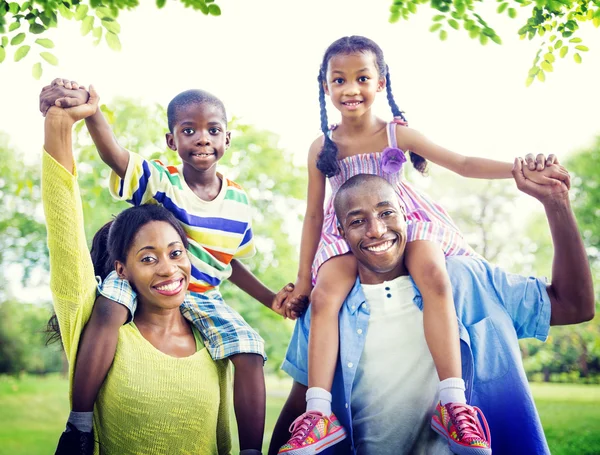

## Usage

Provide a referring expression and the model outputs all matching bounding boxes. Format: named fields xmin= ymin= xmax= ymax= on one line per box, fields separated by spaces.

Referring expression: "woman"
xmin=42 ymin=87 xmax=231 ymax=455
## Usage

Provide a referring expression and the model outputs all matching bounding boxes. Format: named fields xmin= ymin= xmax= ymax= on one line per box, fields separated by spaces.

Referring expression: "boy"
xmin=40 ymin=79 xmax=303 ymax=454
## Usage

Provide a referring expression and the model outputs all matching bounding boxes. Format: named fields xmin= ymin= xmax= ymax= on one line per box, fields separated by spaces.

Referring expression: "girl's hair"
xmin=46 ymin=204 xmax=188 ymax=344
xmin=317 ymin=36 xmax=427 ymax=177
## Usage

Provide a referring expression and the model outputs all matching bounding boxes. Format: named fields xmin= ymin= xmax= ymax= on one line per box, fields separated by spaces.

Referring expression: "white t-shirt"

--

* Task to complete
Rewrite every line of the listing above as a numbered list, skipping blank lines and leaving out the pictures.

* Finished task
1. ## Usage
2. Provide a referring expression and the model outputs all matching bounding boxes. Format: named fields xmin= ymin= xmax= ymax= on one line per box, fields separated by spaces.
3. Referring expression: "woman"
4. xmin=42 ymin=87 xmax=231 ymax=455
5. ## Usage
6. Provide a referring expression and the model outputs all matching bounding boxes. Format: named fields xmin= ymin= xmax= ymax= on one line per box, fields separated by spaces.
7. Referring expression: "boy"
8. xmin=40 ymin=79 xmax=303 ymax=454
9. ## Usage
10. Provide a referring expression and the model outputs all matching bounding boxes. Format: named fields xmin= ymin= xmax= ymax= on one line per box, fields separated by spaces.
11. Referring expression: "girl's hair"
12. xmin=46 ymin=204 xmax=188 ymax=344
13. xmin=317 ymin=36 xmax=427 ymax=177
14. ## Usage
15. Provide a referring expression and the model outputs all matching bounding boxes. Format: named fields xmin= ymin= xmax= ymax= on one line per box, fields separated by spaces.
16. Referring expression: "white t-shirt"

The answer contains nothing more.